雪番長米づくりは妙高市で農業を営む数名で行っています。中心メンバーの尾崎さんと片さんにお話を伺いました。

- 雪番長米をつくり始めたきっかけは?

尾崎「妙高クラブフィールドがきっかけかな。以前ARAIリゾートで働いていた塚田卓弥さんとは当時から顔馴染みで、彼が旧ARAIリゾートがあった大毛無山フィールドをもう一度滑るためにプライベートなクラブフィールドにしようという話を持ち込んで来て、そこで集まったメンバーたちが中心になっている。この地域に住んで、この地域が好きで、自分たちの手で地域の活性化をしたいという想いがあったし、塚田さんが提案した『遊雪農商』にも賛同して、モデルケースをつくろうというところから始まった」

- どんなお米なんですか?

尾崎「妙高市の猪野山地区内で生産しているお米です。“道の駅あらい”の西側の山裾にある集落。特徴としては山からの湧水を使って棚田で米をつくっているということかな」
片「棚田は平地の田んぼと比べると、非常に手間がかかる。それでも米づくりに適した“赤ベト(柔粘土)”ときれいな雪どけ水がある。生産量は平場と比べて落ちるけれどおいしい米ができる」
尾崎「水と土と空気は自慢できるね」

- どの辺りの水系になるんでしょうか?

尾崎「大きな水系でいうと関川水系だけれど、上流に位置するから、南葉山の伏流水だね」
━━━━━━━━━━━━━━━━━━━━━━━━━━━━━━
作業指示:
A: 本文によると、雪番長米はどの地区で生産されていますか。
B: 一覧から、文字列「cemetery」を含む行をすべて集めてください。

提供データ:
━━━━━━━━━━━━━━━━━━━━━━━━━━━━━━
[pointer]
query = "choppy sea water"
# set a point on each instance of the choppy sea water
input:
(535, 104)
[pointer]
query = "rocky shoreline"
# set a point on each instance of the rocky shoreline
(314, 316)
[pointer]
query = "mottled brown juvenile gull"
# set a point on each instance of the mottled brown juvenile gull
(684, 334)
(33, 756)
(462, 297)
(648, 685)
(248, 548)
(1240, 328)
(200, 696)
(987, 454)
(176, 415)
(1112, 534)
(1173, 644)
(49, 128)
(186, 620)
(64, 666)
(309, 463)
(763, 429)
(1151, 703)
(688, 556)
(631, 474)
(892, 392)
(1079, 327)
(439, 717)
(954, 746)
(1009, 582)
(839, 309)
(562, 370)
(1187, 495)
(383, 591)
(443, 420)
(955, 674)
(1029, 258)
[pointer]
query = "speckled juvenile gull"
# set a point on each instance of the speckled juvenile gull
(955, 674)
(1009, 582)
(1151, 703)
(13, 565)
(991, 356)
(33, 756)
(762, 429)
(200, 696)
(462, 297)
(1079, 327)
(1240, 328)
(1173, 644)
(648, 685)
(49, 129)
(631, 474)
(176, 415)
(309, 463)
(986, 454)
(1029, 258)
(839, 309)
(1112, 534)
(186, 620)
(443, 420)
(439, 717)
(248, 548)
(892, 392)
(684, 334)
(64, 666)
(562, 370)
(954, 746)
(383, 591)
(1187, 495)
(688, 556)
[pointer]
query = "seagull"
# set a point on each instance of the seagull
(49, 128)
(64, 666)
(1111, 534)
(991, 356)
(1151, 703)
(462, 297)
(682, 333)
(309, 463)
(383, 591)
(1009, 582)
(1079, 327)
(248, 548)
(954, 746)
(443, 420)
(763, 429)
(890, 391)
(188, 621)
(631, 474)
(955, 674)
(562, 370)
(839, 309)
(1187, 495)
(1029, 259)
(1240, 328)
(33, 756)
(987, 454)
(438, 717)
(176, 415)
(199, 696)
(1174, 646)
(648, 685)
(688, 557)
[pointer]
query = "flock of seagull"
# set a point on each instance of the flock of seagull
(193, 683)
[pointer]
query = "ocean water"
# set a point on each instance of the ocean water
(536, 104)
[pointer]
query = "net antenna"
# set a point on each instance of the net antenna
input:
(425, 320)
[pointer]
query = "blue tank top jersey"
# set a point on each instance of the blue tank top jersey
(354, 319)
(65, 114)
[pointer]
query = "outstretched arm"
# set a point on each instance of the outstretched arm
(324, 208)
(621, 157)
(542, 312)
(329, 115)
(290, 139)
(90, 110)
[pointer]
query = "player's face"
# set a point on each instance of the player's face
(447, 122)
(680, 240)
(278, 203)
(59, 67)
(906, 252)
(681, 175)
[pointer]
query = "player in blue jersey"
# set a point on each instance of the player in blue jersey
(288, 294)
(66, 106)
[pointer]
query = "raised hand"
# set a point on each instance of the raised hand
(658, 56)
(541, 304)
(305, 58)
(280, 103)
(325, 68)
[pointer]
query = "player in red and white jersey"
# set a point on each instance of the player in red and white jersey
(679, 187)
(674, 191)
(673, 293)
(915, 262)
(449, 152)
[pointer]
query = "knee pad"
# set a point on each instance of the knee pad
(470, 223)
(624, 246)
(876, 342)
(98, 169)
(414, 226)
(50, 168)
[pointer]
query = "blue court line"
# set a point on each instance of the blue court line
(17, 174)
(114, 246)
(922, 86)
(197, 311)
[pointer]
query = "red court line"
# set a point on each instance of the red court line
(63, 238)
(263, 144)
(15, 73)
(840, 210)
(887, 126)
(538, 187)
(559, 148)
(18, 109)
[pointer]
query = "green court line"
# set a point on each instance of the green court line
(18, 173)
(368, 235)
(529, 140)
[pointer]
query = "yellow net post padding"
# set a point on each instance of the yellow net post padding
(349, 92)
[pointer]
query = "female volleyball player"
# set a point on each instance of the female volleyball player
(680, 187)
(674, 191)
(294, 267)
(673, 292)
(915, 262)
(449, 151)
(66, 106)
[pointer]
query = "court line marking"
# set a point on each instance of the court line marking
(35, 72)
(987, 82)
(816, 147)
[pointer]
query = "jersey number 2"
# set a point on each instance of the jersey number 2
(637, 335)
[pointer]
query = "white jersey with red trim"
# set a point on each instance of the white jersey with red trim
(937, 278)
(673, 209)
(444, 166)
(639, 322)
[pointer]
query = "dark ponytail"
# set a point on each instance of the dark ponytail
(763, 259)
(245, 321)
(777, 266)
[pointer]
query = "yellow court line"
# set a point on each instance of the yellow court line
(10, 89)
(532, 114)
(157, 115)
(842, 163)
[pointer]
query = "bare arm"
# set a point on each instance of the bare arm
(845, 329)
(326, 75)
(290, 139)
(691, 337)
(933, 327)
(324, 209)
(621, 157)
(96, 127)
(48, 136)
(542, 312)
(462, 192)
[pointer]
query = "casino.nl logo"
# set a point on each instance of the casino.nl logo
━━━━━━━━━━━━━━━━━━━━━━━━━━━━━━
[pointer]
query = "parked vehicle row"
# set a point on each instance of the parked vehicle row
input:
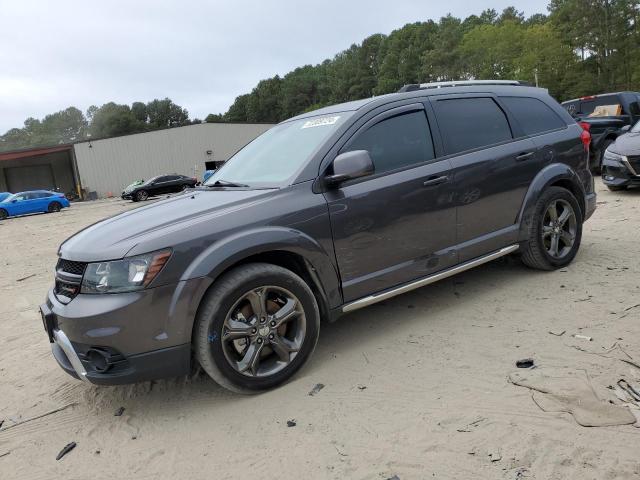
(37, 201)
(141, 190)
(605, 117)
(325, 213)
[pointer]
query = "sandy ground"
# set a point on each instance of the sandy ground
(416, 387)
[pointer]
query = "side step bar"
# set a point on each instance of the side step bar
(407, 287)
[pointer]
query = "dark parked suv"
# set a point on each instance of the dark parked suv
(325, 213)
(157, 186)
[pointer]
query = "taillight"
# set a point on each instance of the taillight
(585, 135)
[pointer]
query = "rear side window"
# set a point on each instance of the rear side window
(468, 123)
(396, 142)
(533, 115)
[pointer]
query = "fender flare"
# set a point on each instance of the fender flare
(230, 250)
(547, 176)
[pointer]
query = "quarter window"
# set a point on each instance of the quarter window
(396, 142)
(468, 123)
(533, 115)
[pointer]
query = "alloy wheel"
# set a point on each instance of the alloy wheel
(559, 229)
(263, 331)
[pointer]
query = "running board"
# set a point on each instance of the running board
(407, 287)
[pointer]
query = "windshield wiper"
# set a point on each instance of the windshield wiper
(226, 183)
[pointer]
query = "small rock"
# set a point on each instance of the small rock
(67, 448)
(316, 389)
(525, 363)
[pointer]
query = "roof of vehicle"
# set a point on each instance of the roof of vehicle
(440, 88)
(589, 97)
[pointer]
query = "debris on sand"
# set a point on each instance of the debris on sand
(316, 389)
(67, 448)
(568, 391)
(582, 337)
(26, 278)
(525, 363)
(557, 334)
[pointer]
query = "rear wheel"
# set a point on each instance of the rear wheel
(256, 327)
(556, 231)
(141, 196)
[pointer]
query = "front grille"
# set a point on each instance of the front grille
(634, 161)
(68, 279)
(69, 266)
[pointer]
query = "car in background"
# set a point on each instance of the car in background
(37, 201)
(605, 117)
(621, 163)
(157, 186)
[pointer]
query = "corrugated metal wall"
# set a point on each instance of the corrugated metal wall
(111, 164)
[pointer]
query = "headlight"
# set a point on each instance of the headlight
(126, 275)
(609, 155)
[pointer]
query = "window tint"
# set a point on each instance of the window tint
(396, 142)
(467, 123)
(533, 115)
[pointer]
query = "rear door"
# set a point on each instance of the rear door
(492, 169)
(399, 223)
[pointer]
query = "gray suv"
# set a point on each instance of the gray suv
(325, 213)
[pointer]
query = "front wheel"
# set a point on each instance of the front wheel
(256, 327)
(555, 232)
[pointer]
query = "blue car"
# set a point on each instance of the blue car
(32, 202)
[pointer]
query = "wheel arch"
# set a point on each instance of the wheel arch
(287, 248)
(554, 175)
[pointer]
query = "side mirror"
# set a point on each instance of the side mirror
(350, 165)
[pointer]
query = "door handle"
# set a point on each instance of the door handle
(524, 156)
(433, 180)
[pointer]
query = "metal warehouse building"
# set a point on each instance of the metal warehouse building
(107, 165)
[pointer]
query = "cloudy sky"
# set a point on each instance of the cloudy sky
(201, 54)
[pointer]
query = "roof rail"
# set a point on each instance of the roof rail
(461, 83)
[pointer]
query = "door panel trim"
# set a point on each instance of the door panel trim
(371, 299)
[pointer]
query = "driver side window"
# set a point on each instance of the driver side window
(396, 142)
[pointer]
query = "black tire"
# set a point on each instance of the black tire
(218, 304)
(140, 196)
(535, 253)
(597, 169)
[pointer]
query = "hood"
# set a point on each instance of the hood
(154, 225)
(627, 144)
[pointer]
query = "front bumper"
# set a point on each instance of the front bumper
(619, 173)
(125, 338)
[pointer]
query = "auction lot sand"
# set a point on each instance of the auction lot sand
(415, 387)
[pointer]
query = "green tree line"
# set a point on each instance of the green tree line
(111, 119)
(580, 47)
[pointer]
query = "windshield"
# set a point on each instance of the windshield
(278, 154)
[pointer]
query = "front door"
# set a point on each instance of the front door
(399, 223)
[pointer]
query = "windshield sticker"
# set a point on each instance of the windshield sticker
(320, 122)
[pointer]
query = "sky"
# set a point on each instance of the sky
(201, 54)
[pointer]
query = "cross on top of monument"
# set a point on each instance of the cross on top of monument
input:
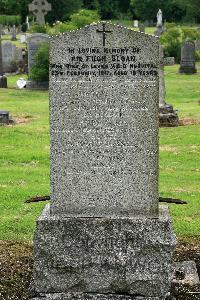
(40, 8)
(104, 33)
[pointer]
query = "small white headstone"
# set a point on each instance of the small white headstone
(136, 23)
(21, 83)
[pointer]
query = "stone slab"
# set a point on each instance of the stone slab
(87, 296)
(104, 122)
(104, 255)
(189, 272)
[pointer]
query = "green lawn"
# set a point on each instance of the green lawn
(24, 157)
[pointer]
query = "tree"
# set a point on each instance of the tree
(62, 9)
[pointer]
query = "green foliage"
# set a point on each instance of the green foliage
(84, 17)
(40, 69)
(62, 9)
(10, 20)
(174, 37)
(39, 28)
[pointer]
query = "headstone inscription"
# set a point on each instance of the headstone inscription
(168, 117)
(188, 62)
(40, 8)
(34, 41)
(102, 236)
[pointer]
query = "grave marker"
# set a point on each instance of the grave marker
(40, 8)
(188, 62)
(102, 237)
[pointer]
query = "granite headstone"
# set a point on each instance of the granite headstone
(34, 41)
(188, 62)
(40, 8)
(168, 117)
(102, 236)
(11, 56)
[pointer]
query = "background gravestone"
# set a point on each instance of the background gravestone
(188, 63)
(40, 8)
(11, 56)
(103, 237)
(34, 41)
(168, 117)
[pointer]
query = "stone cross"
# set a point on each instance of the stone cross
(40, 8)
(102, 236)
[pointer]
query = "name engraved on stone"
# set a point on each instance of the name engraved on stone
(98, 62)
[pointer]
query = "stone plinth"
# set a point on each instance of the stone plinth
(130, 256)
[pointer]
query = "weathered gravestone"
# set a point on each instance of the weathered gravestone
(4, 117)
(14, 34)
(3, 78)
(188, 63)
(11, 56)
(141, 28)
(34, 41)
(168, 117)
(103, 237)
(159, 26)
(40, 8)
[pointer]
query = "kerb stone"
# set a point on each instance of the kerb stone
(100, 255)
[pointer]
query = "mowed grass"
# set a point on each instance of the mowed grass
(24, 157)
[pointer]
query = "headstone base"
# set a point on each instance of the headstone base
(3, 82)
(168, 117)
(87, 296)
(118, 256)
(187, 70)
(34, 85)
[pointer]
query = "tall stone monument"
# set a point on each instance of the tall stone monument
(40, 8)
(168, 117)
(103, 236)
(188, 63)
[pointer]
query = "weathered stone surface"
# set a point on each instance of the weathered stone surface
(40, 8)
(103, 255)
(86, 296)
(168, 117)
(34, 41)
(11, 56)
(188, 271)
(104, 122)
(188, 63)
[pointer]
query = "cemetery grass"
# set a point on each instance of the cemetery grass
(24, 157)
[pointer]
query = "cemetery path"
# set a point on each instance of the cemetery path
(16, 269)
━━━━━━━━━━━━━━━━━━━━━━━━━━━━━━
解答:
A: 妙高市の猪野山地区内です。

B:
query = "cemetery grass"
# set a point on each instance of the cemetery grass
query = "cemetery path"
# set a point on each instance of the cemetery path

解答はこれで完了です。